▶ _ABOUT THIS TASK_
Your copy should hold every record exactly and no images.

[Opening INPUT FOR THIS TASK section]

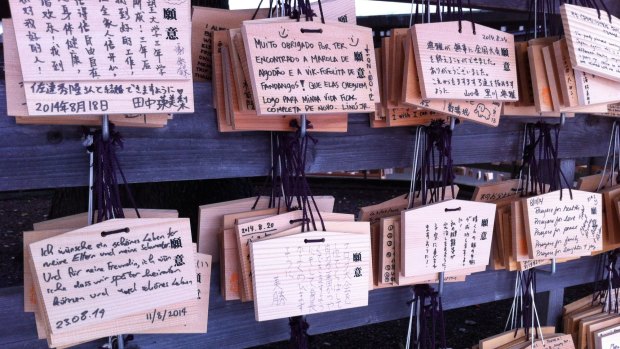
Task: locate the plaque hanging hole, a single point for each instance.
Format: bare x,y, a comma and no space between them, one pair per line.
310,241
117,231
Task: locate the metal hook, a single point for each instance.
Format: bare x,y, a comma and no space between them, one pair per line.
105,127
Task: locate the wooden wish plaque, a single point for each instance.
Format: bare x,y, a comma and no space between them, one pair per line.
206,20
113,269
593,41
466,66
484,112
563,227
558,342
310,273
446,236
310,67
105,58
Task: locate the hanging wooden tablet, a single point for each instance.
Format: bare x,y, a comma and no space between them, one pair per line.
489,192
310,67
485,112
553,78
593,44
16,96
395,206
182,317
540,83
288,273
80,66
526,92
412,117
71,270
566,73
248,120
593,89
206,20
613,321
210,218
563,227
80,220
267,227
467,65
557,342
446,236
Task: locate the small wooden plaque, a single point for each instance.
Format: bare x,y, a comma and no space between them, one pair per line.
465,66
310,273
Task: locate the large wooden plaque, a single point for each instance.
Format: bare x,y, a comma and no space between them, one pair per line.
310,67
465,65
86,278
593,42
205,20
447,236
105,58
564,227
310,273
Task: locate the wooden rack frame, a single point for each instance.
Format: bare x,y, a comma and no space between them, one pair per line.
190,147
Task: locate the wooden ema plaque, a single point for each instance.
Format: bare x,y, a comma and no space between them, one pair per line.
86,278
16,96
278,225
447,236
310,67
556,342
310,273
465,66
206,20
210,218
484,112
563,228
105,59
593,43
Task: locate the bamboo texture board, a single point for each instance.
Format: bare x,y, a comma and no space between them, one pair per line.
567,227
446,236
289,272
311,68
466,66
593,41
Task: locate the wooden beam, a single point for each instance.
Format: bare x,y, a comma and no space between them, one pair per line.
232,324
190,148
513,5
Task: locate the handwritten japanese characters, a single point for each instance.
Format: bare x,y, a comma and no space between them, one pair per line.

[Closing INPUT FOR THIS TASK section]

▶ _RESULT BELOW_
Task: locate the plaque hanging hole, a single point for each instance.
Format: bare x,y, a comma and no space between them, one pair per line.
310,241
117,231
Task: locate the metal hook, a single point for each instance.
Format: bare x,y, a comma and no space between them, one pair per line.
105,127
Task: locate the wooden wish plaque, a single point for each instance.
Format: bare x,y, a comma and no space between them, one pair per line.
206,20
113,269
593,41
466,66
484,112
563,227
558,342
310,273
446,236
310,67
105,58
Task: locate the hanging wooden tablet, a single point for each instance.
Format: bare x,y, a comma and no space between them, one pair per line.
489,192
310,67
485,112
553,78
593,44
16,96
395,206
182,317
540,83
288,273
80,66
526,92
412,117
71,270
566,73
248,120
593,89
206,20
613,321
210,218
563,227
80,220
267,227
467,65
557,342
446,236
Task: locate the small wooden plaque, a single point for each instance.
Format: bare x,y, a comma and no space between them, one pair per line.
465,66
310,273
Task: locate the large wooden plaque, a single point for each instance.
Format: bare x,y, a comma and no space between them, one pair per line.
310,67
465,65
86,278
593,42
205,20
447,236
105,58
564,227
310,273
Task: locate the wooden rack frame, a single point for each instance.
Format: bare x,y, a comma and no space between them, one pair per line.
190,147
Task: locate the wooden ema plaque, a single point for each instance.
Format: bare x,y, a comma and no space between them, one pair per line.
86,278
16,96
278,225
447,236
310,67
556,342
310,273
465,66
206,20
210,218
484,112
563,228
105,59
593,43
Task: locate the bamboo texture board, a single point for each instance.
Format: bare x,y, a comma and no space between them, one pair per line.
567,227
446,236
289,272
311,68
466,66
593,41
Task: locate the wooden beam, a single point for each instance.
Format: bare x,y, a comma and no space between them, one pair per line.
232,324
190,148
513,5
Task: locate the handwritten japanese characters, a single point for each instance.
Format: bare x,y, a comma and no space between them, one pair per line.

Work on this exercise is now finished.